### Instruction
Copy each line of the listing below verbatim, preserving its order, punctuation, and spacing.

### Exercise inputs
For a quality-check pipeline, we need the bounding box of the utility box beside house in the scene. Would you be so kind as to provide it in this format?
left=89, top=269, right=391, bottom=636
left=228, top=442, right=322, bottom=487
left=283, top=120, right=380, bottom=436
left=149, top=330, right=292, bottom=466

### Solved exercise
For a quality-check pipeline, we need the bounding box of the utility box beside house in the scene. Would you be so kind as to provide it in this format?
left=89, top=269, right=391, bottom=636
left=228, top=442, right=322, bottom=487
left=283, top=120, right=380, bottom=436
left=149, top=330, right=292, bottom=466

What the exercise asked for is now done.